Discomfort lingered all spring -- and all season, for the matter -- and it kept Sanchez from getting the spring preparation needed before the start of the season. He later attributed his slow offensive start (hitting .213 in April and .226 in the entire first half of the season) partly to that lack of preparation.
A year before that, in 2007, Sanchez missed most of the Grapefruit League schedule after suffering a twisted right knee early in March.
This year, though, the plan is to play an entire Spring Training schedule. And Sanchez doesn't intend to underestimate how important that will be heading into the regular season.
"It's huge just to know that this is how it's supposed to be," Sanchez said. "To be able to go in there and know that I am able to work on what I need to work on and to have time to prepare and to be able to play in all the games, rather than always being in the training room, is huge.
"Mentally it's a drag and it takes a toll on you when you can't be out there with a team and working on what you need to be working on," he continued. "This season, to know that I am going to be coming in ready to go, is going to be important."

> **Direction**
Can you reproduce the passage about Sanchez's spring preparation word for word, everything from "This year, though, the" down to "room, is huge."?

> **Data records**
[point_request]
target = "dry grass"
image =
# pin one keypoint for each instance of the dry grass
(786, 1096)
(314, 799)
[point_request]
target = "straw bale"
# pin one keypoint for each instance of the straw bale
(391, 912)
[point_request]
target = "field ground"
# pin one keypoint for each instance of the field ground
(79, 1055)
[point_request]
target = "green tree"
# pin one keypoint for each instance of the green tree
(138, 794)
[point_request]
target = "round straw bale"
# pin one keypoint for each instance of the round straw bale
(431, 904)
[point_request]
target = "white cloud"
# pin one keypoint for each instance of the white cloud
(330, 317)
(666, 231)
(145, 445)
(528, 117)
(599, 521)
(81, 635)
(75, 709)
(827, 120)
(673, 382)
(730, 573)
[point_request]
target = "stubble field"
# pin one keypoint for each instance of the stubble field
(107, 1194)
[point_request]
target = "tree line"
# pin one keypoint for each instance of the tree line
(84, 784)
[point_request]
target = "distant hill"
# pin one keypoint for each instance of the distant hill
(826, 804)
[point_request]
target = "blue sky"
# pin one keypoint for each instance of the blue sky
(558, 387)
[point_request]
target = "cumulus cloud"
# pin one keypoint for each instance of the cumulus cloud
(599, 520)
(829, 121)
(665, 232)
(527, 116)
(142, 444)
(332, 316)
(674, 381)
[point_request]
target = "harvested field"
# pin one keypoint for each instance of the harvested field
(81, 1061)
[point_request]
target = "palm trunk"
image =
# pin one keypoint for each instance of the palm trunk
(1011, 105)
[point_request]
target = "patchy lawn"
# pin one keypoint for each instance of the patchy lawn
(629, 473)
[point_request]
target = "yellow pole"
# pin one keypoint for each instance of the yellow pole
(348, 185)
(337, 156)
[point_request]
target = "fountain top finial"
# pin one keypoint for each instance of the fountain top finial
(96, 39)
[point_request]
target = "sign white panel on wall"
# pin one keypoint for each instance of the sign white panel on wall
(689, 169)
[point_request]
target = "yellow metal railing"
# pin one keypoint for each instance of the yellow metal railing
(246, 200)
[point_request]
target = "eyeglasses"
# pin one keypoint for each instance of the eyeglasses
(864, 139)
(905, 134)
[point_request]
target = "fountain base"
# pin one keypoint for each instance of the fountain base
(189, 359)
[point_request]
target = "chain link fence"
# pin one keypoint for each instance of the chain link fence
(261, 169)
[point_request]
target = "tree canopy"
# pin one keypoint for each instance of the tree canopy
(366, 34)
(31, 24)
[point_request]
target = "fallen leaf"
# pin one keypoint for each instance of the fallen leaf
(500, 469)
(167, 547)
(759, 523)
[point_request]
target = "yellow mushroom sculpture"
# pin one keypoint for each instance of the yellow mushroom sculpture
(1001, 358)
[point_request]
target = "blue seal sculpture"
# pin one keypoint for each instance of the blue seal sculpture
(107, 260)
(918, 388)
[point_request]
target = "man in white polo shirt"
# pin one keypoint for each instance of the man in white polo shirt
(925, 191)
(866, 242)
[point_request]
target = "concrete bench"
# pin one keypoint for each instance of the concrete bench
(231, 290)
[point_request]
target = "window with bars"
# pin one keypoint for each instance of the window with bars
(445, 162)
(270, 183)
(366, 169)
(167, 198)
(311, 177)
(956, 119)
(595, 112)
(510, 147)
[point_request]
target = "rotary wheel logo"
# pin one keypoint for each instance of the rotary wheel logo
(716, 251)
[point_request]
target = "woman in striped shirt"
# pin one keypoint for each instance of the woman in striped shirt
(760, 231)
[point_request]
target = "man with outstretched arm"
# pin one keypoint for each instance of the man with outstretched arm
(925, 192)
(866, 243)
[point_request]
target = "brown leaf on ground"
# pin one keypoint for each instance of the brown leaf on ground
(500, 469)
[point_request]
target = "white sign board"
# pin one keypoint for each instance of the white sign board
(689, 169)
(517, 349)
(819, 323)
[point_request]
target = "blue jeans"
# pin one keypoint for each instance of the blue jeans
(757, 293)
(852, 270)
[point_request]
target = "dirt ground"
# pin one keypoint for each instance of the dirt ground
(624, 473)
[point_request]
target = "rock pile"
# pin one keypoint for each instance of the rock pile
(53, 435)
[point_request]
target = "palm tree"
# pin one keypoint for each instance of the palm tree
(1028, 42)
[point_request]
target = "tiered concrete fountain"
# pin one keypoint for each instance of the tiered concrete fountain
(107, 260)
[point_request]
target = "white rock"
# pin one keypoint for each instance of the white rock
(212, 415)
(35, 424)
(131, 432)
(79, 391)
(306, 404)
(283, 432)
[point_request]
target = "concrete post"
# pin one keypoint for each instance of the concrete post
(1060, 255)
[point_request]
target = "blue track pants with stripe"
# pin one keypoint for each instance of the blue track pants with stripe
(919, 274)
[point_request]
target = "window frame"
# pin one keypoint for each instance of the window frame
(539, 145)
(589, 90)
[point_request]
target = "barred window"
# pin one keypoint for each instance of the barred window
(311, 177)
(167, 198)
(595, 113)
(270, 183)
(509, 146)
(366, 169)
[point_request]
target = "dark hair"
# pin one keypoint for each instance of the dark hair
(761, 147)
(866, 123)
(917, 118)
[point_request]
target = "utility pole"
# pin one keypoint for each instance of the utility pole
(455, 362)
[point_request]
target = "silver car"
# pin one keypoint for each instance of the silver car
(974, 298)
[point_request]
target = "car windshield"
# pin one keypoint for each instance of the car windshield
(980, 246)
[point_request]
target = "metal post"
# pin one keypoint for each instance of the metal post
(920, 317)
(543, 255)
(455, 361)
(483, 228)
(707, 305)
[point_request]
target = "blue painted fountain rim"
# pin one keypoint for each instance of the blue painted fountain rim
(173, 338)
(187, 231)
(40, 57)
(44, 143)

> **Expected answer**
This year, though, the plan is to play an entire Spring Training schedule. And Sanchez doesn't intend to underestimate how important that will be heading into the regular season.
"It's huge just to know that this is how it's supposed to be," Sanchez said. "To be able to go in there and know that I am able to work on what I need to work on and to have time to prepare and to be able to play in all the games, rather than always being in the training room, is huge.